[AVAILABLE RECORDS]
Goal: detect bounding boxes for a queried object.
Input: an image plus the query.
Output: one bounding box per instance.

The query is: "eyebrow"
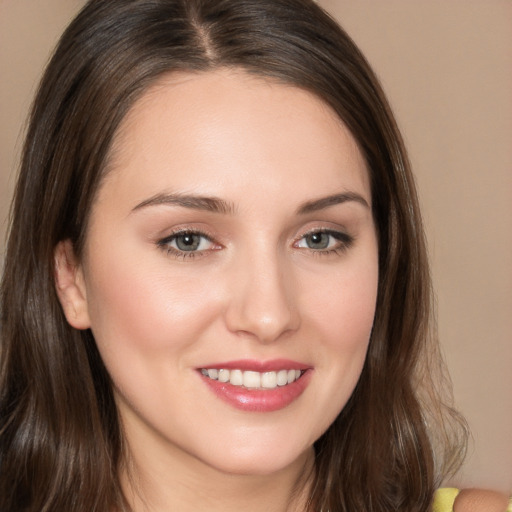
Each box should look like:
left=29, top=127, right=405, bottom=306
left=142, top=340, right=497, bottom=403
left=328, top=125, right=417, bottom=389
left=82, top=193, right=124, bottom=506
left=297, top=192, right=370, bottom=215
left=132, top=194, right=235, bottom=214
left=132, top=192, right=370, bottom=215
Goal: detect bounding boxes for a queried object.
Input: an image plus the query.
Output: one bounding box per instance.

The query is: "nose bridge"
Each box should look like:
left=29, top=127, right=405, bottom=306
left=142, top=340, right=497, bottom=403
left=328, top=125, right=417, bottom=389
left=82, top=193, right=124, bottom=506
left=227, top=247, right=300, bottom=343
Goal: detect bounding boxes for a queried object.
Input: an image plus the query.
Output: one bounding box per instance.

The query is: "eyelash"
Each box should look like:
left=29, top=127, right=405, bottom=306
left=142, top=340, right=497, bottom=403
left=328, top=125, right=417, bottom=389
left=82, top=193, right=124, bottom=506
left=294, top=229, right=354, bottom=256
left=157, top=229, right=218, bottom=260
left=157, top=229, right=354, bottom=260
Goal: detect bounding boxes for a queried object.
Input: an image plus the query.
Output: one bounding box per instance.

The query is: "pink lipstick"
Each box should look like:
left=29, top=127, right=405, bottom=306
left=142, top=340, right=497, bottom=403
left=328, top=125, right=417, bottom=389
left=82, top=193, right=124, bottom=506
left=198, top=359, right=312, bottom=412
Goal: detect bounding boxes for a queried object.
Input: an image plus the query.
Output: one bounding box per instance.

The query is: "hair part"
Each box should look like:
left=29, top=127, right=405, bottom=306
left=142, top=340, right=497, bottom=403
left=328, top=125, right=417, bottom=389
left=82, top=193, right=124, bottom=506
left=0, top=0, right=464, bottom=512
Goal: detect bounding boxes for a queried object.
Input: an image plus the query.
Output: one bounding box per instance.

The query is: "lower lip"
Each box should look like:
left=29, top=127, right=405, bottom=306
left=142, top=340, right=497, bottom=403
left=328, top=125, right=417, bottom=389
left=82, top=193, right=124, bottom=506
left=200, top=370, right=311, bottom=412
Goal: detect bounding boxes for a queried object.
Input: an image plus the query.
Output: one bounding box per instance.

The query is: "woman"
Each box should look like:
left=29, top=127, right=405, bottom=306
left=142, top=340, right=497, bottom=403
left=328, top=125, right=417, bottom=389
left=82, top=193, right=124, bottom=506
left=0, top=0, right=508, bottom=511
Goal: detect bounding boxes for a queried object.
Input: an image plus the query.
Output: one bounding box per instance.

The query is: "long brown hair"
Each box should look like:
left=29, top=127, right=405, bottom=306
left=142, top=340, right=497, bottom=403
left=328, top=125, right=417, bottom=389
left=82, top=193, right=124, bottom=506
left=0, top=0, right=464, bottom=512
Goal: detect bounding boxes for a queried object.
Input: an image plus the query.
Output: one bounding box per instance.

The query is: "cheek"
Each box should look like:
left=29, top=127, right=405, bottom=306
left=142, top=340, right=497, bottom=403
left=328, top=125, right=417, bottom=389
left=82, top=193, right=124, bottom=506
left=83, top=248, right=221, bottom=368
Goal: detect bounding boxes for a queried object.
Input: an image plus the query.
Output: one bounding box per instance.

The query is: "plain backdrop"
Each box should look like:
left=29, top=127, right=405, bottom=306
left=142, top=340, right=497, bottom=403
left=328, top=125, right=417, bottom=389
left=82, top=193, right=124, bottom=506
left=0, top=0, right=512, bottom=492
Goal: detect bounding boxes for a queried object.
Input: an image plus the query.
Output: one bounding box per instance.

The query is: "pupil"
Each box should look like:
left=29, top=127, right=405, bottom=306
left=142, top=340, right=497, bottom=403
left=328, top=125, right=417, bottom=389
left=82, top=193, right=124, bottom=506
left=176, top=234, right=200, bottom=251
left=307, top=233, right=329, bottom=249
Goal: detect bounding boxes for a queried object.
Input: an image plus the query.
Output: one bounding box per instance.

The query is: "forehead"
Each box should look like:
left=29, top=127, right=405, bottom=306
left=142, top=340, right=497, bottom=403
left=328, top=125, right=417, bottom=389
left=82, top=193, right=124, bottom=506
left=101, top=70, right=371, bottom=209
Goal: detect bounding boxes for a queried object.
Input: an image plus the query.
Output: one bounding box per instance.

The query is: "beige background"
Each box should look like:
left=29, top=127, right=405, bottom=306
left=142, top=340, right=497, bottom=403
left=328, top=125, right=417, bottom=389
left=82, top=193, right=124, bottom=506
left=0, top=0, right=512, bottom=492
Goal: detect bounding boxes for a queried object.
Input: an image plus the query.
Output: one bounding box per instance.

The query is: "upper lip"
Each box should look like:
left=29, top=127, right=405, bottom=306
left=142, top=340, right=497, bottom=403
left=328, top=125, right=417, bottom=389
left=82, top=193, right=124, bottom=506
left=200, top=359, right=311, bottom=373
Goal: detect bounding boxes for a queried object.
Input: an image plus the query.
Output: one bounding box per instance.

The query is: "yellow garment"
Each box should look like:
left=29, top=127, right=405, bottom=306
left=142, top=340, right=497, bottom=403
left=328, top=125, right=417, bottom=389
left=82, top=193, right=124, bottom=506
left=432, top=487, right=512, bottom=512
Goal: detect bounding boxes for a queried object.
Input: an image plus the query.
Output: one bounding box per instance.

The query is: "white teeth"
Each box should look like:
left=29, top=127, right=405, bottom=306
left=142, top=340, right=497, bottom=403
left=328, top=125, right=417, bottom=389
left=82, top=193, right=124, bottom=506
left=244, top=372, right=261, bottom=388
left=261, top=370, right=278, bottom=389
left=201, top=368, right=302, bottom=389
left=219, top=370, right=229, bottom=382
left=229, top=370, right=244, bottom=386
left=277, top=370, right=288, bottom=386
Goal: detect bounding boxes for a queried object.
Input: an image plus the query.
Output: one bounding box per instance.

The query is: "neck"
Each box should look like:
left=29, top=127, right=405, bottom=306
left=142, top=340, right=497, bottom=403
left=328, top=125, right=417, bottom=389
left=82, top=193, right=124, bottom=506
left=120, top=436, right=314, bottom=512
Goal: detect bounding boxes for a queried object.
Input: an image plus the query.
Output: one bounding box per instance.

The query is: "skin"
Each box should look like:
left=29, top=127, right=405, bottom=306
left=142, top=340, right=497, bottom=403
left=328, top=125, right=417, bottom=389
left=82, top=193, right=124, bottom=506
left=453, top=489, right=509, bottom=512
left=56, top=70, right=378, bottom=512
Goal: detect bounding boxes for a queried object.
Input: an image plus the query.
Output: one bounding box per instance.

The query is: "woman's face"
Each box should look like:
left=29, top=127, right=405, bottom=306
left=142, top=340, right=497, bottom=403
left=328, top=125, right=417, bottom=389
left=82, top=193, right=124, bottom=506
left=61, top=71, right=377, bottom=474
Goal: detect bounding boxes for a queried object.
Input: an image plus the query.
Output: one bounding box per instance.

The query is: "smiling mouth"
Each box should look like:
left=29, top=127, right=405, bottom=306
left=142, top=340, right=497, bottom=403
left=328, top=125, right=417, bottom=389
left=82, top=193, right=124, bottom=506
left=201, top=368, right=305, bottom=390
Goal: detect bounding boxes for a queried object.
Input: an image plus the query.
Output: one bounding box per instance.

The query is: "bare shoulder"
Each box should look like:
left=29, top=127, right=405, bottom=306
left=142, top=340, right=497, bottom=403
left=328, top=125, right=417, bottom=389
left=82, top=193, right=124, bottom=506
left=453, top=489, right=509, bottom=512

[WRITTEN EXERCISE] Lay out every line of the data above as a JSON list of strings, one string per line, skipping blank lines and leaving out the picture markers.

[EXERCISE SOLUTION]
[
  "Goal: detect bounding boxes for a queried object.",
  "Input: an image plus the query.",
  "Output: one bounding box per instance.",
  "The query is: \"eyebrow\"",
  "Each box should look like:",
  "left=29, top=127, right=405, bottom=306",
  "left=142, top=340, right=497, bottom=403",
  "left=328, top=125, right=417, bottom=389",
  "left=82, top=193, right=124, bottom=506",
  "left=297, top=192, right=370, bottom=215",
  "left=132, top=194, right=235, bottom=214",
  "left=132, top=192, right=370, bottom=215",
  "Goal: detect bounding boxes for a queried object.",
  "Input: an image plus the query.",
  "Output: one bounding box per instance.",
  "The query is: \"nose bridge\"",
  "Each box should look like:",
  "left=29, top=127, right=405, bottom=306",
  "left=142, top=340, right=497, bottom=403",
  "left=328, top=125, right=417, bottom=389",
  "left=82, top=193, right=124, bottom=506",
  "left=227, top=247, right=300, bottom=343",
  "Goal: detect bounding boxes for a queried object.",
  "Input: an image plus the query.",
  "Output: one bounding box per instance.",
  "The query is: \"eyelash\"",
  "Each box should look like:",
  "left=29, top=127, right=405, bottom=306",
  "left=142, top=340, right=497, bottom=403",
  "left=328, top=125, right=417, bottom=389",
  "left=82, top=193, right=124, bottom=506",
  "left=294, top=229, right=354, bottom=256",
  "left=157, top=229, right=218, bottom=260",
  "left=157, top=229, right=354, bottom=260",
  "Goal: detect bounding boxes for a queried object.",
  "Input: an image plus the query.",
  "Output: one bounding box per instance.",
  "The query is: \"pink lipstick\"",
  "Each box should look like:",
  "left=29, top=127, right=405, bottom=306",
  "left=142, top=340, right=497, bottom=403",
  "left=328, top=125, right=417, bottom=389",
  "left=82, top=193, right=124, bottom=506",
  "left=198, top=359, right=312, bottom=412",
  "Goal: detect bounding boxes for a queried object.",
  "Input: an image plus the query.",
  "Output: one bounding box per instance.",
  "The query is: \"hair part\"",
  "Each box should look like:",
  "left=29, top=127, right=405, bottom=306",
  "left=142, top=340, right=497, bottom=403",
  "left=328, top=125, right=417, bottom=389",
  "left=82, top=193, right=124, bottom=506",
  "left=0, top=0, right=464, bottom=512",
  "Goal: detect bounding boxes for a queried object.",
  "Input: an image plus the query.",
  "Output: one bounding box per instance.",
  "The query is: \"lower lip\"",
  "Each box should look like:",
  "left=29, top=127, right=405, bottom=306",
  "left=142, top=340, right=497, bottom=403",
  "left=328, top=125, right=417, bottom=389",
  "left=82, top=193, right=124, bottom=506",
  "left=200, top=370, right=311, bottom=412",
  "Goal: detect bounding boxes for a queried object.",
  "Input: an image plus the query.",
  "Output: one bounding box per instance.",
  "The query is: \"woman\"",
  "Each box should look like:",
  "left=29, top=127, right=405, bottom=306",
  "left=142, top=340, right=497, bottom=403",
  "left=328, top=125, right=417, bottom=389",
  "left=82, top=193, right=124, bottom=506",
  "left=0, top=0, right=508, bottom=511",
  "Goal: detect bounding boxes for a queried object.",
  "Input: an image plus the query.",
  "Output: one bounding box per instance.",
  "The query is: \"long brown hair\"",
  "Each box should look like:",
  "left=29, top=127, right=405, bottom=306",
  "left=142, top=340, right=497, bottom=403",
  "left=328, top=125, right=417, bottom=389",
  "left=82, top=193, right=124, bottom=506",
  "left=0, top=0, right=464, bottom=512",
  "Goal: detect bounding boxes for a queried object.",
  "Input: an image plus the query.",
  "Output: one bounding box per instance.",
  "The query is: \"cheek\"",
  "Each box should look like:",
  "left=29, top=127, right=405, bottom=306",
  "left=142, top=340, right=497, bottom=403",
  "left=328, top=125, right=417, bottom=389",
  "left=82, top=193, right=124, bottom=506",
  "left=83, top=248, right=221, bottom=368",
  "Goal: detect bounding boxes for a queried object.",
  "Input: an image plus the query.",
  "Output: one bounding box per instance.",
  "The query is: \"plain backdrop\"",
  "Each box should look like:",
  "left=29, top=127, right=405, bottom=306",
  "left=142, top=340, right=497, bottom=403",
  "left=328, top=125, right=417, bottom=389",
  "left=82, top=193, right=124, bottom=506",
  "left=0, top=0, right=512, bottom=492",
  "Goal: detect bounding boxes for a queried object.",
  "Input: an image plus the query.",
  "Output: one bounding box per instance.",
  "The query is: \"pupil\"",
  "Each box should look like:",
  "left=29, top=127, right=405, bottom=306",
  "left=142, top=340, right=497, bottom=403",
  "left=328, top=125, right=417, bottom=389",
  "left=82, top=193, right=124, bottom=506",
  "left=176, top=234, right=200, bottom=251",
  "left=307, top=233, right=329, bottom=249",
  "Goal: detect bounding boxes for a queried object.",
  "Input: an image plus the query.",
  "Output: one bounding box per instance.",
  "The query is: \"forehead\"",
  "Each box should look like:",
  "left=29, top=127, right=405, bottom=306",
  "left=142, top=340, right=497, bottom=403",
  "left=328, top=125, right=417, bottom=389",
  "left=82, top=193, right=124, bottom=506",
  "left=101, top=70, right=371, bottom=209",
  "Goal: detect bounding boxes for a queried object.",
  "Input: an image plus the query.",
  "Output: one bounding box per instance.",
  "The query is: \"beige background\"",
  "Each box should look like:",
  "left=29, top=127, right=405, bottom=306",
  "left=142, top=340, right=497, bottom=403",
  "left=328, top=125, right=417, bottom=389",
  "left=82, top=193, right=124, bottom=506",
  "left=0, top=0, right=512, bottom=492",
  "Goal: detect bounding boxes for a queried object.",
  "Input: an image plus the query.",
  "Output: one bounding box per instance.",
  "The query is: \"upper lip\"",
  "Each box should look like:",
  "left=29, top=127, right=405, bottom=306",
  "left=142, top=340, right=497, bottom=403",
  "left=328, top=125, right=417, bottom=389",
  "left=82, top=193, right=124, bottom=506",
  "left=200, top=359, right=311, bottom=373",
  "Goal: detect bounding boxes for a queried object.",
  "Input: an image plus the query.",
  "Output: one bounding box per instance.",
  "The query is: \"yellow garment\"",
  "Each box should look like:",
  "left=29, top=127, right=405, bottom=306",
  "left=142, top=340, right=497, bottom=403",
  "left=328, top=125, right=417, bottom=389",
  "left=82, top=193, right=124, bottom=506",
  "left=432, top=487, right=512, bottom=512",
  "Goal: detect bounding boxes for a queried object.",
  "Input: an image plus the query.",
  "Output: one bounding box per instance.",
  "The query is: \"white teeth\"",
  "Each box should look like:",
  "left=29, top=127, right=405, bottom=306",
  "left=142, top=340, right=497, bottom=403",
  "left=328, top=125, right=417, bottom=389",
  "left=82, top=193, right=124, bottom=506",
  "left=244, top=372, right=261, bottom=388",
  "left=261, top=370, right=278, bottom=389",
  "left=201, top=368, right=302, bottom=389",
  "left=219, top=370, right=229, bottom=382",
  "left=229, top=370, right=244, bottom=386",
  "left=277, top=370, right=288, bottom=386",
  "Goal: detect bounding boxes for a queried object.",
  "Input: an image plus the query.",
  "Output: one bounding box per instance.",
  "The query is: \"neck\"",
  "Each box should look like:",
  "left=29, top=127, right=405, bottom=306",
  "left=142, top=340, right=497, bottom=403",
  "left=328, top=125, right=417, bottom=389",
  "left=82, top=193, right=124, bottom=506",
  "left=120, top=436, right=314, bottom=512",
  "Goal: detect bounding boxes for a queried object.",
  "Input: an image plus the query.",
  "Output: one bounding box per instance.",
  "The query is: \"skin\"",
  "Each box should look like:",
  "left=29, top=127, right=405, bottom=306",
  "left=142, top=340, right=497, bottom=403",
  "left=328, top=125, right=417, bottom=389",
  "left=82, top=193, right=124, bottom=506",
  "left=453, top=489, right=509, bottom=512",
  "left=56, top=70, right=378, bottom=512",
  "Goal: detect bounding boxes for a queried object.",
  "Input: an image plus the query.",
  "Output: one bounding box per instance.",
  "The query is: \"woman's face\"",
  "Each box should look like:",
  "left=29, top=127, right=405, bottom=306",
  "left=142, top=340, right=497, bottom=403",
  "left=328, top=125, right=417, bottom=389",
  "left=82, top=193, right=124, bottom=506",
  "left=61, top=71, right=377, bottom=474",
  "Goal: detect bounding boxes for a queried object.",
  "Input: an image plus the query.",
  "Output: one bounding box per instance.",
  "The query is: \"smiling mouth\"",
  "Each box should look like:",
  "left=29, top=127, right=405, bottom=306",
  "left=142, top=340, right=497, bottom=403",
  "left=328, top=125, right=417, bottom=389",
  "left=82, top=193, right=124, bottom=506",
  "left=201, top=368, right=305, bottom=390",
  "Goal: detect bounding boxes for a queried object.",
  "Input: an image plus the query.",
  "Output: one bounding box per instance.",
  "The query is: \"bare shoulder\"",
  "Each box should look like:",
  "left=29, top=127, right=405, bottom=306",
  "left=142, top=340, right=497, bottom=403",
  "left=328, top=125, right=417, bottom=389",
  "left=82, top=193, right=124, bottom=506",
  "left=453, top=489, right=509, bottom=512"
]